## EXERCISE GOAL
Reproduce the rows starting at the first row and ending at the line that contains "[421,0,543,293]", with "jacket collar" changed to "coat collar" and nothing else altered. Leave the pictures out of your output.

## INFORMATION PROVIDED

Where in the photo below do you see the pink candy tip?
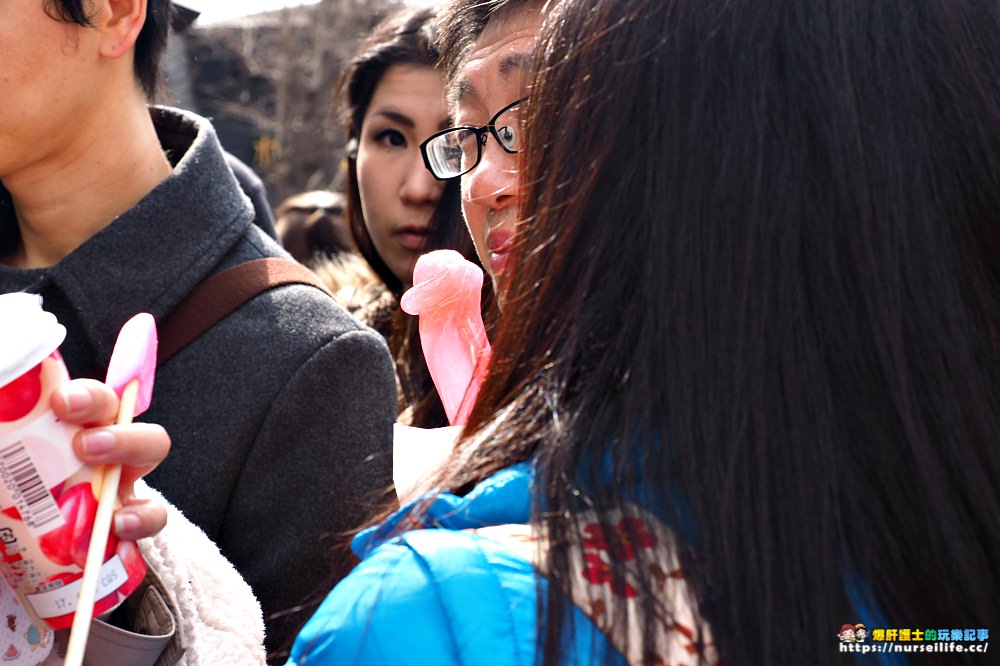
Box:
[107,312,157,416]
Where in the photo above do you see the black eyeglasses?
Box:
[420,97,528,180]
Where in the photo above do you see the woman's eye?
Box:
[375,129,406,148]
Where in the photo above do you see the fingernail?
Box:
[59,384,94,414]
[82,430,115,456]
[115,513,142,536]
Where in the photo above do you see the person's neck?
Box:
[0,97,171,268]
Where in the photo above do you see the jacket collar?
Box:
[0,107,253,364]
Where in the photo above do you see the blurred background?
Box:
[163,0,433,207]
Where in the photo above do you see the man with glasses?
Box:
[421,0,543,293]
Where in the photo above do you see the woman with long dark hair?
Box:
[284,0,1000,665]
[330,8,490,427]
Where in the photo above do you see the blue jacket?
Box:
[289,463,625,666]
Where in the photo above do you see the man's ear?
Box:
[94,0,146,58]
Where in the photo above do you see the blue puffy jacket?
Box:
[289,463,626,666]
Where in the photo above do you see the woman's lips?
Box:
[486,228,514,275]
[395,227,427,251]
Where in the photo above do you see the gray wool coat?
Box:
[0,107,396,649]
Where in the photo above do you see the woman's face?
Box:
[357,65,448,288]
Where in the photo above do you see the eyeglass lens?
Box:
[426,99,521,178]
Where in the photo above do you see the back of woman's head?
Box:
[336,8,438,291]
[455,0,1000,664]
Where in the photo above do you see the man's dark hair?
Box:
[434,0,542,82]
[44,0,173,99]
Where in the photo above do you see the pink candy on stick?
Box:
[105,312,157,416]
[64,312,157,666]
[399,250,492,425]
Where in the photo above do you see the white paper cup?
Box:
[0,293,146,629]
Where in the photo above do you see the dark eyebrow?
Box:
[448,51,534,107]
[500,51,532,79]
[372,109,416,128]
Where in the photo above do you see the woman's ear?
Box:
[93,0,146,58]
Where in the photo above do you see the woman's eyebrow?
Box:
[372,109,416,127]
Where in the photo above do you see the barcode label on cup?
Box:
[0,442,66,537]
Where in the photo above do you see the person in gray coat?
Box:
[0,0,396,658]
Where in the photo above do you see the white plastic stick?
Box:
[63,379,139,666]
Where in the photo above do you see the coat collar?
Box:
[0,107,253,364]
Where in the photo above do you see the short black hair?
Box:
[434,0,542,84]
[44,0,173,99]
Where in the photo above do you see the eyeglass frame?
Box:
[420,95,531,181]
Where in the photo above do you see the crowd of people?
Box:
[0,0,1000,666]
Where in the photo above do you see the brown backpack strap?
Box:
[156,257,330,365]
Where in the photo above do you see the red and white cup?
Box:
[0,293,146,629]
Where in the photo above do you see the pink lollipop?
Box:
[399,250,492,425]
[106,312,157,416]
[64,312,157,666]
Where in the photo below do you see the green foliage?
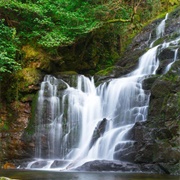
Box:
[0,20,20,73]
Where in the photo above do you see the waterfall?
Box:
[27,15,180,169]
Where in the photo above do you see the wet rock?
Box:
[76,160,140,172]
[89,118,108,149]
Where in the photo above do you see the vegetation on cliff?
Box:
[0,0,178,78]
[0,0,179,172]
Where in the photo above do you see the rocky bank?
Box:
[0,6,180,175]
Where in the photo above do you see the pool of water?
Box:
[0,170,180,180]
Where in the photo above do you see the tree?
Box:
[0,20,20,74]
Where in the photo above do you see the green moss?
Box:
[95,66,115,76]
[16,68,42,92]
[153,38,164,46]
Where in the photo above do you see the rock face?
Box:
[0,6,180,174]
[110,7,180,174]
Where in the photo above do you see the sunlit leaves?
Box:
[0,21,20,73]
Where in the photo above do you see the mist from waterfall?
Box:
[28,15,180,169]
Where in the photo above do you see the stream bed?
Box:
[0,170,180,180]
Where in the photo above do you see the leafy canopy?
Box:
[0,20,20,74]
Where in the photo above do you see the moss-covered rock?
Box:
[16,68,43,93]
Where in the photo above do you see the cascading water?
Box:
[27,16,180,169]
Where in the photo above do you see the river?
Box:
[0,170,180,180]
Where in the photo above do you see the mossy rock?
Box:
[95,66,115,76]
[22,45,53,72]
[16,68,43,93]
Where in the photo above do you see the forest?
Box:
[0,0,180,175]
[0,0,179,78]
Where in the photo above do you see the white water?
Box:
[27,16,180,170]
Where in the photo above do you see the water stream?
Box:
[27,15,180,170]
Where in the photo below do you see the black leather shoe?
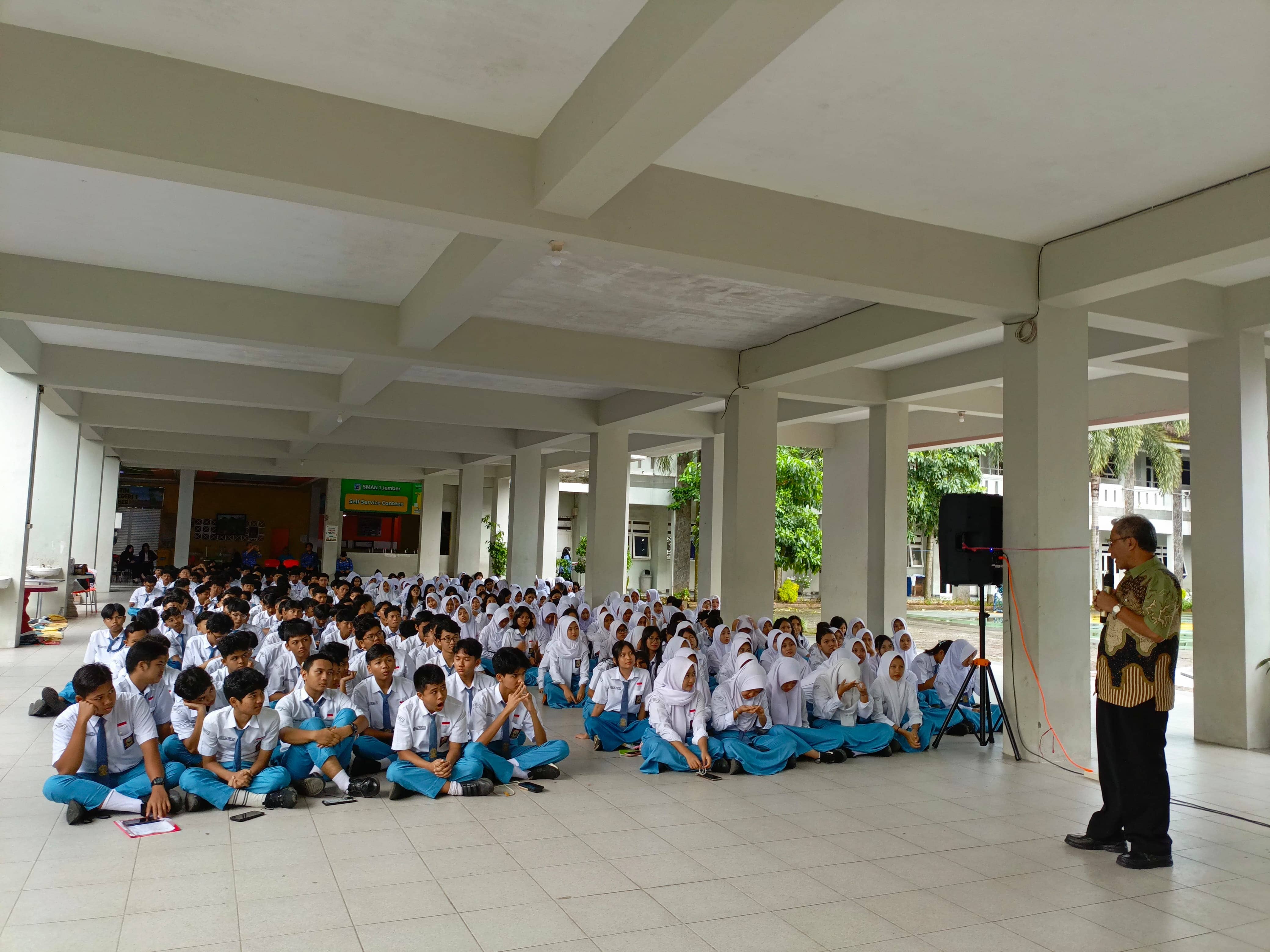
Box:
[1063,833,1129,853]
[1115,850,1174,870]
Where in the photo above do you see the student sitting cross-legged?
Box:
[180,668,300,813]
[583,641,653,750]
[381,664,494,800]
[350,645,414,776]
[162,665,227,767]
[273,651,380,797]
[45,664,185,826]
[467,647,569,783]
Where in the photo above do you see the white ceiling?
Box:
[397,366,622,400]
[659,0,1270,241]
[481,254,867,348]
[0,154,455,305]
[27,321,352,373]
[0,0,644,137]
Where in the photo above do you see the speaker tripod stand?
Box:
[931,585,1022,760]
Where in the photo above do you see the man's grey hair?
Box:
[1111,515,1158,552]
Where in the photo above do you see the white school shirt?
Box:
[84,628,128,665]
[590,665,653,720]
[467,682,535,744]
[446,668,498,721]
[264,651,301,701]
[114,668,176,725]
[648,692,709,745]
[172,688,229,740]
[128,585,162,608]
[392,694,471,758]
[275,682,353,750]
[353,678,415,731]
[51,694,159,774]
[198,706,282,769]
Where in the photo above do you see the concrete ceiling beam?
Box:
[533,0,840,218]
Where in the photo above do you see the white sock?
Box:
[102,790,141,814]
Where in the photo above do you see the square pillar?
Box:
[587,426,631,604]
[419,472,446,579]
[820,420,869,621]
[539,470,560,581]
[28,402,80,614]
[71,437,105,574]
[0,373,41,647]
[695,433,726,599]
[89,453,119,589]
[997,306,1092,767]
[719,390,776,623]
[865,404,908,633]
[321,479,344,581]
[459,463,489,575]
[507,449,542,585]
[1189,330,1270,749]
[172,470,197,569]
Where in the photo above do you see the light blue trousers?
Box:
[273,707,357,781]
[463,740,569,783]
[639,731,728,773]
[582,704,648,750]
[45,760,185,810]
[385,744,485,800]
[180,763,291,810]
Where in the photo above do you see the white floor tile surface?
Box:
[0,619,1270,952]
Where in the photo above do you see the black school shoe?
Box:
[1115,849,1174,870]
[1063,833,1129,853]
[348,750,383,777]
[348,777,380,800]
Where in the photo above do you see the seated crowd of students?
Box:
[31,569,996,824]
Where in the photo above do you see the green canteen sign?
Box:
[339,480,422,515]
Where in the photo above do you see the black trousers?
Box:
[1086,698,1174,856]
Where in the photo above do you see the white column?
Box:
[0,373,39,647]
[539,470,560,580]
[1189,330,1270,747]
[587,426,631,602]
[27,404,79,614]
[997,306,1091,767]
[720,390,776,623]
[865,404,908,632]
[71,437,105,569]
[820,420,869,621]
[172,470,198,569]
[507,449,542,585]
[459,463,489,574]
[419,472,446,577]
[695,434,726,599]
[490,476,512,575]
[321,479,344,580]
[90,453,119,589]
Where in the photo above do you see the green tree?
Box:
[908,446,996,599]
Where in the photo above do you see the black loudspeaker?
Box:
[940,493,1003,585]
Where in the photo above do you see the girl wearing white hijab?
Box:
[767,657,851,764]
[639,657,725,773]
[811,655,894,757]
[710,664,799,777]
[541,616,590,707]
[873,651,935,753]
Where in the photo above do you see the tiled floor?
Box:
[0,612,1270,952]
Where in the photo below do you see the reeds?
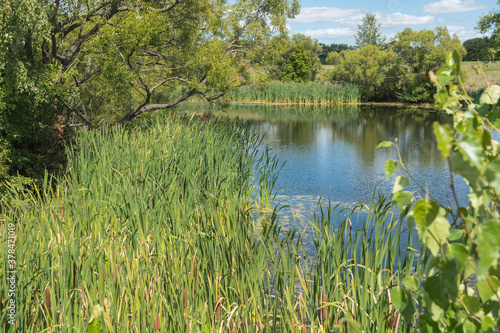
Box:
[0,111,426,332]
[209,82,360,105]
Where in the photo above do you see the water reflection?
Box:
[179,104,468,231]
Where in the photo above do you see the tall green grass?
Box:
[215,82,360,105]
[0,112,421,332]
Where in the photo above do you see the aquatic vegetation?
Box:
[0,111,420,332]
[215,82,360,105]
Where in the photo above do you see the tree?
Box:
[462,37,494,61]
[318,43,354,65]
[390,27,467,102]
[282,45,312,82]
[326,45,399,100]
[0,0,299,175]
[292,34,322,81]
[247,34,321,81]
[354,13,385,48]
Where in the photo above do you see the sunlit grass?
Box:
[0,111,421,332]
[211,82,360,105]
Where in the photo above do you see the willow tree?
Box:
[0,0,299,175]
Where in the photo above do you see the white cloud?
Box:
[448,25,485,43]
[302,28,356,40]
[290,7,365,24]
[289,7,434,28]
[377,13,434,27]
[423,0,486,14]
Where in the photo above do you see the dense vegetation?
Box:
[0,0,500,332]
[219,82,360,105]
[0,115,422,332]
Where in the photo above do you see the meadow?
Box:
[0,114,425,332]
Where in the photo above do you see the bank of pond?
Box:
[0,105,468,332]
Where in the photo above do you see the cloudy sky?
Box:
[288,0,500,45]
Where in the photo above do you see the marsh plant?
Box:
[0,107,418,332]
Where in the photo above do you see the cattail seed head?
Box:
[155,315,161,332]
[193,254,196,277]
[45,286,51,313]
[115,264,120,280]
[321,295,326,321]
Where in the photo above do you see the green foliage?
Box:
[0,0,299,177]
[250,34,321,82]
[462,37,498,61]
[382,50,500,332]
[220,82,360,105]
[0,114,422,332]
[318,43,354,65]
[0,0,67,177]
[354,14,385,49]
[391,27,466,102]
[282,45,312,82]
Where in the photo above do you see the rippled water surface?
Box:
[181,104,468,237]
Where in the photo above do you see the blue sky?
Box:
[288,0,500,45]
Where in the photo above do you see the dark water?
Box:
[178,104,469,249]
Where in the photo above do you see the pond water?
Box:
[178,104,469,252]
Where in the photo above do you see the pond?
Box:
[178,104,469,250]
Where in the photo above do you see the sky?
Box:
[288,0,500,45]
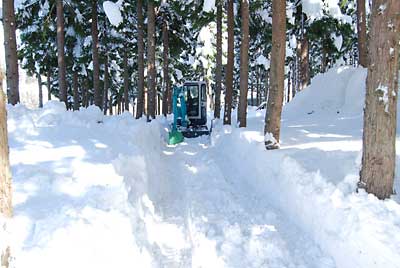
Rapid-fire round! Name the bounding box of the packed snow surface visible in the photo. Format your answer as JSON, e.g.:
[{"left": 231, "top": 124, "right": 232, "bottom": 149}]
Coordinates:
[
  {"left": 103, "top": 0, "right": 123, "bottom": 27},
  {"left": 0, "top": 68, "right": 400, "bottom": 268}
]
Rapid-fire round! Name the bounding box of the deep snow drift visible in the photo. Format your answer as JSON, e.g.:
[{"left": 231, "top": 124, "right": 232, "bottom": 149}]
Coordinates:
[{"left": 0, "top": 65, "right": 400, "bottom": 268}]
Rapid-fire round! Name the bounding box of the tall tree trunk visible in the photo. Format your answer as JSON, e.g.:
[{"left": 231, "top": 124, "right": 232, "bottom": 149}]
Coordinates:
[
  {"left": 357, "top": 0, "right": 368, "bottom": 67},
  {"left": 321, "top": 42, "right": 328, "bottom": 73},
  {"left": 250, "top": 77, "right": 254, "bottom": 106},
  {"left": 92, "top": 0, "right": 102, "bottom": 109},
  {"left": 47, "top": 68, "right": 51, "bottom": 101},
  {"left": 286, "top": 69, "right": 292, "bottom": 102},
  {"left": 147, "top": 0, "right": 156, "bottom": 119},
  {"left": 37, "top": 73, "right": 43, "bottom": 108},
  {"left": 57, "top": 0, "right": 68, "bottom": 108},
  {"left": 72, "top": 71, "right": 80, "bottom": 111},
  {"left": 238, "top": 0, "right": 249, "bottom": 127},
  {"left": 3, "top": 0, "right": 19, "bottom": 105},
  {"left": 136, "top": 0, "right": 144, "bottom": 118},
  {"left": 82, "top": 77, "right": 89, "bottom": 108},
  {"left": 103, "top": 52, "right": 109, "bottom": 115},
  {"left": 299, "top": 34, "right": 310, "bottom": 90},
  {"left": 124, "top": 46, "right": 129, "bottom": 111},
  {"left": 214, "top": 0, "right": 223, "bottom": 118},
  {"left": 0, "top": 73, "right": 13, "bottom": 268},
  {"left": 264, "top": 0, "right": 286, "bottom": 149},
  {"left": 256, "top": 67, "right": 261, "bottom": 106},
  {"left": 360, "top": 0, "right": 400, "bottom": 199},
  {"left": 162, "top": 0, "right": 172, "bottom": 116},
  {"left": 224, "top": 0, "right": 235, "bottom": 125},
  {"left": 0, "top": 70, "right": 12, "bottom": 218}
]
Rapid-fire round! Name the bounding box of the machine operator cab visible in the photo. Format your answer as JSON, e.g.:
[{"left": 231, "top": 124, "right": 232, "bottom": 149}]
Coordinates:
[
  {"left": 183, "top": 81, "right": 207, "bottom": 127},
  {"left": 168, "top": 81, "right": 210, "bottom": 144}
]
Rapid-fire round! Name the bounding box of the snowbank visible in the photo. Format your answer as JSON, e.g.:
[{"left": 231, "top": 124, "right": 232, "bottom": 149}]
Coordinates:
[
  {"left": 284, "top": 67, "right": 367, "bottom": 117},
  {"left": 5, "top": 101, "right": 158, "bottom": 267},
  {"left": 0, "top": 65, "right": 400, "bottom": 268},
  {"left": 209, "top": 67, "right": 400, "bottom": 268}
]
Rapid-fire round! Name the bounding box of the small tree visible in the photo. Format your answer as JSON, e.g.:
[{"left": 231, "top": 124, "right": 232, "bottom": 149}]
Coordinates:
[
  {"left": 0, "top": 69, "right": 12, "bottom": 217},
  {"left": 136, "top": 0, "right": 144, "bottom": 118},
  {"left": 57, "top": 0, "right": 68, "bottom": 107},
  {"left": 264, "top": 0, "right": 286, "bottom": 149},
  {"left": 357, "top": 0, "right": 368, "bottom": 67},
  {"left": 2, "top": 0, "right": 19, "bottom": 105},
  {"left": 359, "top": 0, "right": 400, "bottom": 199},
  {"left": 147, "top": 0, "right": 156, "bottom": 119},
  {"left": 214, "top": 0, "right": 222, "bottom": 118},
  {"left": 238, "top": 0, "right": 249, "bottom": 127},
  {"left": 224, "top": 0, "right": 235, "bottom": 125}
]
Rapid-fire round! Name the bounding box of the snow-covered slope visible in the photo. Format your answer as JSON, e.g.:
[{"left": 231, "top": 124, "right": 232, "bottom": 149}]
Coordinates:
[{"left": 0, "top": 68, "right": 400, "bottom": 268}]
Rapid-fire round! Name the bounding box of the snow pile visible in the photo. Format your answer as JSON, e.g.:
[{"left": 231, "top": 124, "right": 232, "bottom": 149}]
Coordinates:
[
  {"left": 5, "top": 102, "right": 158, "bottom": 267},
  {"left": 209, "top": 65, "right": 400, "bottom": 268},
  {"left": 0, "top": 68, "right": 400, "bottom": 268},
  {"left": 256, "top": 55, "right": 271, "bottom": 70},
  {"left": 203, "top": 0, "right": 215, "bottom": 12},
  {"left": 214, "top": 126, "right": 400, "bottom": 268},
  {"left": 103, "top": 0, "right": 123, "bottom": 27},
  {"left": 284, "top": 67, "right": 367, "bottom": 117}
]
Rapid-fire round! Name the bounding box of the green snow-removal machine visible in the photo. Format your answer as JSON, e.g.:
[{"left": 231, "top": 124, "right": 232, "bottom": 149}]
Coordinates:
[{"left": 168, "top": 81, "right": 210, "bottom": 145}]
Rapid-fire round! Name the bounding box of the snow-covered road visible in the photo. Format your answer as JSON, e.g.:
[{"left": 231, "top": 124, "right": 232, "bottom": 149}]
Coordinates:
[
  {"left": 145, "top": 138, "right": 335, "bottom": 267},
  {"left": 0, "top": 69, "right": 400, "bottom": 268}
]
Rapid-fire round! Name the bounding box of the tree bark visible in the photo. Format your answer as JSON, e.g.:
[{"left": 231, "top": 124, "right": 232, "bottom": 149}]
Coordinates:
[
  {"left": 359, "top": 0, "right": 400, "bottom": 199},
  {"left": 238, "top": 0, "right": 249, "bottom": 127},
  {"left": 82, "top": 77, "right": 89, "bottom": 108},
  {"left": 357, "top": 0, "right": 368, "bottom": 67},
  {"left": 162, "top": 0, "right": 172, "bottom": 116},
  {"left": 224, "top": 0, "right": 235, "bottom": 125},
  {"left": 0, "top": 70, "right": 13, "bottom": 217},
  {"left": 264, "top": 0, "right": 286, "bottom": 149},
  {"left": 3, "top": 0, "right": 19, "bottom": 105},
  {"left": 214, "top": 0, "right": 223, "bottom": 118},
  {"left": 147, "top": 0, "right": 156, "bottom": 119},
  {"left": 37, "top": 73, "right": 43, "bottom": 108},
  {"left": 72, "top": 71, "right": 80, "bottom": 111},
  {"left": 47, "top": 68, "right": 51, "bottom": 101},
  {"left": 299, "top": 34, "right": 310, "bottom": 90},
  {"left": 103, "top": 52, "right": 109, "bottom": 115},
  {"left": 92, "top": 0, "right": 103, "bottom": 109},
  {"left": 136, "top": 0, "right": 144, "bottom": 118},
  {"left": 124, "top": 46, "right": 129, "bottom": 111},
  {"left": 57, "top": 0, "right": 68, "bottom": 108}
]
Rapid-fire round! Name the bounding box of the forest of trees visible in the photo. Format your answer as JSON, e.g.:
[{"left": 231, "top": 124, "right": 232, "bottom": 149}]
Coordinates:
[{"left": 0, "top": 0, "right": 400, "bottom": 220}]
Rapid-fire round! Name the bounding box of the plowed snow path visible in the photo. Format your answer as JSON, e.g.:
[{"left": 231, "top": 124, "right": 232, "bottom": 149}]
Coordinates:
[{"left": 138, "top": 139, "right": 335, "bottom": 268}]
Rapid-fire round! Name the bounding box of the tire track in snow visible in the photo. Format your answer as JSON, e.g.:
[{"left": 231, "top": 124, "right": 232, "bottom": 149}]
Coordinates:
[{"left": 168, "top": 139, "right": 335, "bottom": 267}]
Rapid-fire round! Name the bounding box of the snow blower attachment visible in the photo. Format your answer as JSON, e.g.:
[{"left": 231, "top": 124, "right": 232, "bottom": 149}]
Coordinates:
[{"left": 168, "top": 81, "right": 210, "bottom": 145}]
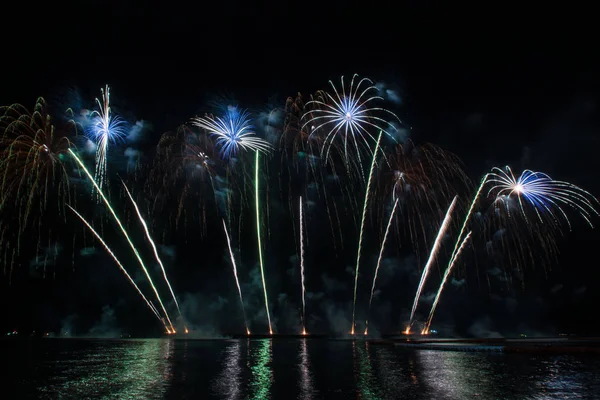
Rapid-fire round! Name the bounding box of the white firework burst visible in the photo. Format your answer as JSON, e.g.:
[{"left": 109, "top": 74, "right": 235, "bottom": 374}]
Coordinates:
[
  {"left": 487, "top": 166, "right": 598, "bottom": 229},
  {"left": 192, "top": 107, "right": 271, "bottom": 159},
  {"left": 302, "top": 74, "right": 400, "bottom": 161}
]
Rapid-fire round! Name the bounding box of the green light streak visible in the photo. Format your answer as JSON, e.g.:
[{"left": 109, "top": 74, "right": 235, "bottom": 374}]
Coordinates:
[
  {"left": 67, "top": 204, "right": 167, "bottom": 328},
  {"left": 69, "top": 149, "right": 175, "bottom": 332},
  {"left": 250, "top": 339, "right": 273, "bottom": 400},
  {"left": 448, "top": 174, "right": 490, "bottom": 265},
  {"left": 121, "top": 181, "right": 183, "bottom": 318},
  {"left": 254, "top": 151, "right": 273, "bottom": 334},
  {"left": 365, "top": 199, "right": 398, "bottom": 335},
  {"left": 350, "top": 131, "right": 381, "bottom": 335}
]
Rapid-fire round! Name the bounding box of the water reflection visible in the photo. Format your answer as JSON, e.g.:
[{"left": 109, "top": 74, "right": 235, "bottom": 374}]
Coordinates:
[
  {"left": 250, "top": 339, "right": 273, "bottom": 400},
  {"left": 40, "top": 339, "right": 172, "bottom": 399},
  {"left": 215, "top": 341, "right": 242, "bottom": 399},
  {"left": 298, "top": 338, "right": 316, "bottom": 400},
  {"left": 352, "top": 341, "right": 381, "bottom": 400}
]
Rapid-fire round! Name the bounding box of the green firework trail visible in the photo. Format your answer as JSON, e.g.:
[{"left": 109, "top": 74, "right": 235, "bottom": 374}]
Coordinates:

## WRITTEN ANSWER
Where in the photo below do you see the pink candy tip?
Box:
[107,312,157,416]
Where in the photo above do you see the black eyeglasses?
Box:
[420,97,528,180]
Where in the photo above do you see the woman's eye?
Box:
[375,129,406,148]
Where in the photo above do you see the fingernail?
Box:
[59,384,94,414]
[82,430,115,456]
[115,513,142,536]
Where in the photo above do you see the person's neck?
Box:
[0,97,171,268]
Where in the photo above do you see the coat collar?
Box:
[0,107,253,364]
Where in the photo above do you see the blurred background?
Box:
[163,0,433,207]
Where in the photo above do you see the man with glasses?
Box:
[421,0,543,293]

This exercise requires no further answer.